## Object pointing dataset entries
○ ○ ○

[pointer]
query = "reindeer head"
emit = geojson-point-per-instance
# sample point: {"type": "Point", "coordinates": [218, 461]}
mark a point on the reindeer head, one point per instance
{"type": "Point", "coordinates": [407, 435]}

○ ○ ○

## Written task
Express the entries above as a two-column CSV with the header columns "input" and "output." Provide one row per entry, placing its text and its answer each in a single quoted field with line breaks replaced by spaces.

## Task response
input,output
"[pointer] query = ""reindeer head"" emit = geojson-point-per-instance # sample point: {""type"": ""Point"", ""coordinates"": [218, 461]} mark a point on the reindeer head, one point per instance","{""type"": ""Point"", ""coordinates"": [407, 435]}"